The request –
Please copy everything from the line containing "the woman's knee." down to the last of the rows below, reproducing each line without any change.

Supplied entries –
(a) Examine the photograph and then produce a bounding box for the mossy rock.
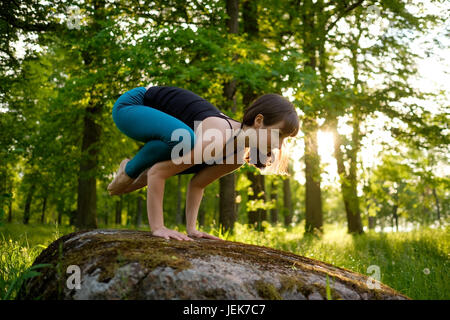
[18,229,408,300]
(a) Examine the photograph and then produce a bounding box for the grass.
[0,220,450,300]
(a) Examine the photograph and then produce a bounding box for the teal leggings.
[112,87,195,178]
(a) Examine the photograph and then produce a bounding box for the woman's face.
[253,114,286,154]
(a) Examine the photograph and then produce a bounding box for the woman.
[108,86,299,240]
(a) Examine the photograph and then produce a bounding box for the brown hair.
[242,93,299,175]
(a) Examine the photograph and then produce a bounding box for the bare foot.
[108,159,134,196]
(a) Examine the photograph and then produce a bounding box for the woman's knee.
[163,125,197,150]
[112,87,147,122]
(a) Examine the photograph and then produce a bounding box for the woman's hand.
[152,227,193,241]
[188,230,223,240]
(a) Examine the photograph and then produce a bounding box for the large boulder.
[18,229,408,300]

Result of the task –
(a) Examine the photograph and then produce a bounding box for the woman's knee.
[163,125,197,150]
[112,87,147,122]
(a) Examine the photograph and then produce a bounding box for the woman's hand.
[152,227,193,241]
[188,230,223,240]
(a) Examine the photograph and then produce a bounding box for the large boulder.
[18,229,408,300]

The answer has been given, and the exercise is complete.